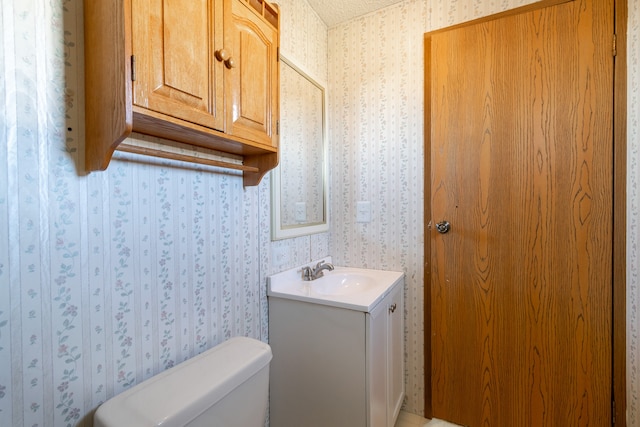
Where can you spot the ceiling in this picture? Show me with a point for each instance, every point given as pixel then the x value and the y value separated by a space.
pixel 333 12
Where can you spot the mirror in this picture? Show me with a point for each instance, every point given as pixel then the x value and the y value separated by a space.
pixel 299 183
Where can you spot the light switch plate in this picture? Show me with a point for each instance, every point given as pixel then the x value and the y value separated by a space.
pixel 301 212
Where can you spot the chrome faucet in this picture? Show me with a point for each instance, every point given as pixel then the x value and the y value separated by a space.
pixel 316 272
pixel 318 269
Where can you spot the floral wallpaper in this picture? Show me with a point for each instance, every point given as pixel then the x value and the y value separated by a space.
pixel 109 278
pixel 376 144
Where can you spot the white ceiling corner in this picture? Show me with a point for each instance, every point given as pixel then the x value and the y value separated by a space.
pixel 334 12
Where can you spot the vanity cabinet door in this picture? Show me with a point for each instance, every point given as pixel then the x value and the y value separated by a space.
pixel 174 49
pixel 251 76
pixel 395 354
pixel 386 359
pixel 377 360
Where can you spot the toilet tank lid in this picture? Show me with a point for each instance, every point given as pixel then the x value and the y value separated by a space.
pixel 178 395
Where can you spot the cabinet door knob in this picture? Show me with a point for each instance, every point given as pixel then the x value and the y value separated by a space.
pixel 222 55
pixel 230 63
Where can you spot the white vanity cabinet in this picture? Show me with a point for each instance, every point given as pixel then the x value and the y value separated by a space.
pixel 337 366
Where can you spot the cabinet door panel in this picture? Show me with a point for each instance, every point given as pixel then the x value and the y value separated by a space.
pixel 173 43
pixel 377 360
pixel 252 83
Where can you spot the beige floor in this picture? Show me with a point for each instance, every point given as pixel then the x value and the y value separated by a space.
pixel 406 419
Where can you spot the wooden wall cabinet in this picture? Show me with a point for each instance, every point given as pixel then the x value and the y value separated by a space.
pixel 203 73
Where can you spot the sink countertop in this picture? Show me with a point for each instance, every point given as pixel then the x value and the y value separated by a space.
pixel 362 288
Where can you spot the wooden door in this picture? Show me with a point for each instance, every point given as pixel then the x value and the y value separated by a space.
pixel 251 83
pixel 174 45
pixel 519 161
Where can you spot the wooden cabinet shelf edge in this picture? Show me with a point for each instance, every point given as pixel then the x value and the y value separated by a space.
pixel 110 113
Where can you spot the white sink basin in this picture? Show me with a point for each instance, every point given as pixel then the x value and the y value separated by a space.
pixel 353 288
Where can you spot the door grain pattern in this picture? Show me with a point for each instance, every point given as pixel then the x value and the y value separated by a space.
pixel 520 147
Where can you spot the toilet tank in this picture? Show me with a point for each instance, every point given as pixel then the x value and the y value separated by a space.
pixel 225 386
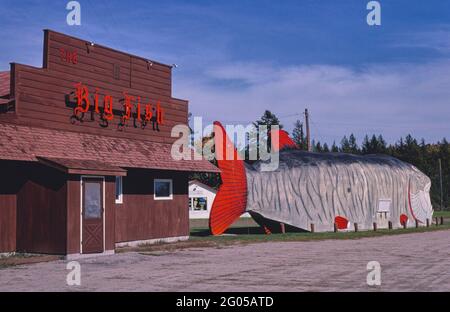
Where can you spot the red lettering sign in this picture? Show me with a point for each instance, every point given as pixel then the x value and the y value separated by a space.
pixel 132 108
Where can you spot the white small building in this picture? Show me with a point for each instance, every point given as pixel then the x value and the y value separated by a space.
pixel 201 198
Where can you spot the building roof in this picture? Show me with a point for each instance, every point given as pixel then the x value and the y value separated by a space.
pixel 26 143
pixel 4 87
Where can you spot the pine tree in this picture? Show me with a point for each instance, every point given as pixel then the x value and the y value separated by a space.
pixel 298 135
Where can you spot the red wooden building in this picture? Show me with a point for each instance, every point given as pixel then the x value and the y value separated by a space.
pixel 85 148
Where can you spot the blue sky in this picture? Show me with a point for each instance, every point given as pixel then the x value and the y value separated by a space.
pixel 238 58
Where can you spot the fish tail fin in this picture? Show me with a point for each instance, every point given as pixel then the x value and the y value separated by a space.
pixel 231 199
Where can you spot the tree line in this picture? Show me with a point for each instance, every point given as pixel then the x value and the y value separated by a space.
pixel 424 155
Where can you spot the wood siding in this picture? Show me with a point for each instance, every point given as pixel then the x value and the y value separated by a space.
pixel 74 213
pixel 41 94
pixel 7 222
pixel 140 217
pixel 10 183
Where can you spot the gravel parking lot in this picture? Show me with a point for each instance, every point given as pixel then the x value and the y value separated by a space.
pixel 410 262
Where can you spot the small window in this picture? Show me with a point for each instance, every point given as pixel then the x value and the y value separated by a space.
pixel 119 191
pixel 163 189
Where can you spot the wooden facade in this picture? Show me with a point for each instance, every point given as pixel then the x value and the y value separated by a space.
pixel 44 206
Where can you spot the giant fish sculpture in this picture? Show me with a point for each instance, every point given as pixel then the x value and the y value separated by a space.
pixel 319 191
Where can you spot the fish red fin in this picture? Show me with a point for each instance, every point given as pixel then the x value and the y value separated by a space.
pixel 231 199
pixel 284 141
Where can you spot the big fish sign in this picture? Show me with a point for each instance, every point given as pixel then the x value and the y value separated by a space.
pixel 320 191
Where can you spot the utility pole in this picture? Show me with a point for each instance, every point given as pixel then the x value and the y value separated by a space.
pixel 440 180
pixel 308 133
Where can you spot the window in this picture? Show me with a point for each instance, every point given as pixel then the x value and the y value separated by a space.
pixel 119 191
pixel 163 189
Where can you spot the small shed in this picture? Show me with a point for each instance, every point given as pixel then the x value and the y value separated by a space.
pixel 201 198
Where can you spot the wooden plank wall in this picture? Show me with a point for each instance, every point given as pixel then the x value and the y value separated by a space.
pixel 41 93
pixel 10 183
pixel 140 217
pixel 41 210
pixel 7 222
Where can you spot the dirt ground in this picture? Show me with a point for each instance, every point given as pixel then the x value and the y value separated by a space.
pixel 410 262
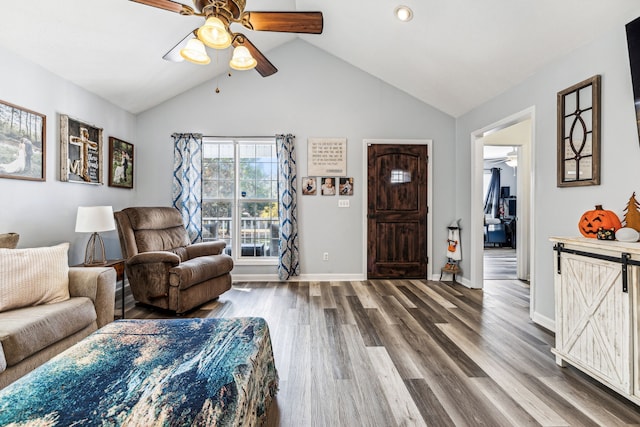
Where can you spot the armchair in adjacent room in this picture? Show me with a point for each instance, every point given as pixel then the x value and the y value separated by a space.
pixel 164 270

[Short task] Please print every line above word for word, leaving out the pictures.

[Solved problem]
Where can you spot the ceiling in this picture? Show me with a point for each instance, every point given as pixel then the x value and the y value separated by a space.
pixel 333 12
Where can you spot the mirror in this picture? Show me with a point for each instance, every point given as pixel then the x value and the y value separated by a space.
pixel 299 183
Where can you spot the light switch plate in this picture? Show me with a point for each instance, every point given as pixel then the x value and the y value separated by a space.
pixel 301 212
Where can you spot the chrome faucet in this picture? Show me with a point for each instance, every point given as pixel then the x value and the y value separated by a space.
pixel 316 272
pixel 318 269
Where can you spot the floral wallpaper in this picture? Show me with a point for each instance, every point given as pixel then the x value and the y value separated by a space.
pixel 109 278
pixel 376 144
Where can you spot the white ceiling corner in this picture? Show me with a point for each instance, every point given as pixel then the x value and the y value separated by a space.
pixel 334 12
Where can you spot the vanity cabinet door in this picture? Show me with a point for each instance, every point given as pixel then the x value and the y value separated by a space.
pixel 174 49
pixel 251 76
pixel 395 354
pixel 386 359
pixel 377 360
Where can you spot the toilet tank lid in this picture? Show me with a point for each instance, every point given as pixel then the x value and the y value separated by a space.
pixel 178 395
Where can you spot the cabinet door knob in this picture? Show me with a point for each instance, every point given as pixel then the x value and the y value separated by a space.
pixel 222 55
pixel 230 63
Where can you spot the white vanity cabinet in this picture? Show me with a point for each instance, every point given as pixel then the x value and the y value separated by a space.
pixel 337 366
Where can you spot the cabinet door panel in this picture? Show me with a point for each instance, every point given as pixel then the x value and the y value separated by a space.
pixel 173 43
pixel 377 360
pixel 252 83
Where can you spot the beige floor in this picture? Show me with a point for each instance, every point given as pixel then the x value and the y value separated by a space.
pixel 406 419
Where can you spot the wooden wall cabinet in this picture? Show me with a point for each instance, every point given as pixel then the x value and the y value separated by a space.
pixel 203 73
Where can you spot the sink countertop in this picture? Show me with a point for each instance, every point given as pixel then the x value and the y value separated by a space.
pixel 362 288
Where can you spot the wooden door in this picture? Show me with a point for each instance, every point given as pixel then the x value and the y value separated by a space.
pixel 251 83
pixel 174 45
pixel 519 161
Where can you spot the wooden cabinet shelf edge in this picture? Show me with a point for each instance, every point given as pixel then the x value and the y value separated by a space.
pixel 110 113
Where can you spot the white sink basin in this picture? Show me with a point for each instance, every point given as pixel then the x value and the y value separated by a space.
pixel 353 288
Where can you spot the door grain pattern in this picture? Show me with a point for each instance, every point given as pixel then the x value and the y value separated by a space.
pixel 520 147
Where can you spot the toilet tank in this picture? Show me with a point for each instance, every point given as pixel then the x value and the y value separated by a space.
pixel 225 386
Where can you spot the red lettering sign in this picture? Show me with a point for each instance, every point given as pixel then the x value and the y value separated by a space.
pixel 132 108
Where can you spot the white small building in this picture? Show me with a point for each instance, every point given as pixel then the x value and the y value separated by a space.
pixel 201 198
Where can you spot the building roof in this picture? Show me with a point for each instance, every point given as pixel then the x value and the y value separated by a space.
pixel 26 143
pixel 4 87
Where can you spot the pine tree in this picture? Show me with a point for each instance, every point given as pixel then the x value and the y value separated by a space.
pixel 298 135
Where can you spot the red wooden building in this picture? Show me with a point for each instance, every point given as pixel then the x value and the y value separated by a space.
pixel 85 148
Where can you spot the blue sky in this picture? Show me with a point for each instance, every point given as pixel then the x value and the y value separated by a space.
pixel 238 58
Where can you spot the fish tail fin in this picture? Show me with a point for each instance, every point given as pixel then the x value and the y value separated by a space.
pixel 231 199
Where can you spot the tree line in this picture? Show me with a point for each instance, every point given as pixel then the x value and the y value separated by a space.
pixel 424 155
Where can you spot the wood siding in this picture? Show me with a point for each instance, every point given as pixel then the x value and the y value separated by a space.
pixel 74 213
pixel 41 94
pixel 7 222
pixel 140 217
pixel 10 183
Where can you spot the gravel parking lot in this picture? Show me with a point for each instance, every point given as pixel then the x value and the y value separated by a space.
pixel 410 262
Where can you spot the small window in this picture? Show me with a point for each instance, every point given as pixel then the x value and the y value separated by a space.
pixel 119 191
pixel 163 189
Where can you spot the wooden facade in this picture? Show me with a point for each instance, every point given as pixel then the x value and the y value separated by a space.
pixel 44 206
Where can you spot the giant fish sculpture in this picture? Show me with a point for each instance, every point given as pixel then the x value and the y value separated by a space.
pixel 319 191
Where can you spot the fish red fin in this picture? Show me with a point for each instance, every point given as pixel then the x value and the y value separated by a space.
pixel 231 199
pixel 284 141
Where can you spot the big fish sign in this picture? Show me with a point for each instance, every point given as pixel then the x value and the y value separated by a space.
pixel 320 191
Where can you spot the utility pole in this picture? Show me with a point for each instance, every point given as pixel then the x value and the y value separated by a space.
pixel 440 180
pixel 308 133
Where can you spot the window in this picture? Show me with a point for each instance, every point given as pixel then the x value and the y value separated by a space.
pixel 119 191
pixel 163 189
Where can you spot the small shed in this picture? Show me with a point for each instance, every point given as pixel then the x value and the y value separated by a space.
pixel 201 198
Where can you spot the wooden plank wall in this picture? Show me with a point for each instance, every point given as pixel then the x value and the y value separated by a space.
pixel 41 93
pixel 10 183
pixel 140 217
pixel 41 210
pixel 7 222
Where can you spot the dirt ground in this picture? Show me with a point for each instance, every point given as pixel then the x value and the y value separated by a space.
pixel 410 262
Where can you spot the armchair in adjacent room in this picture? Show me with a point for each instance, every point given as pixel then the x value and the y value separated by a space.
pixel 164 270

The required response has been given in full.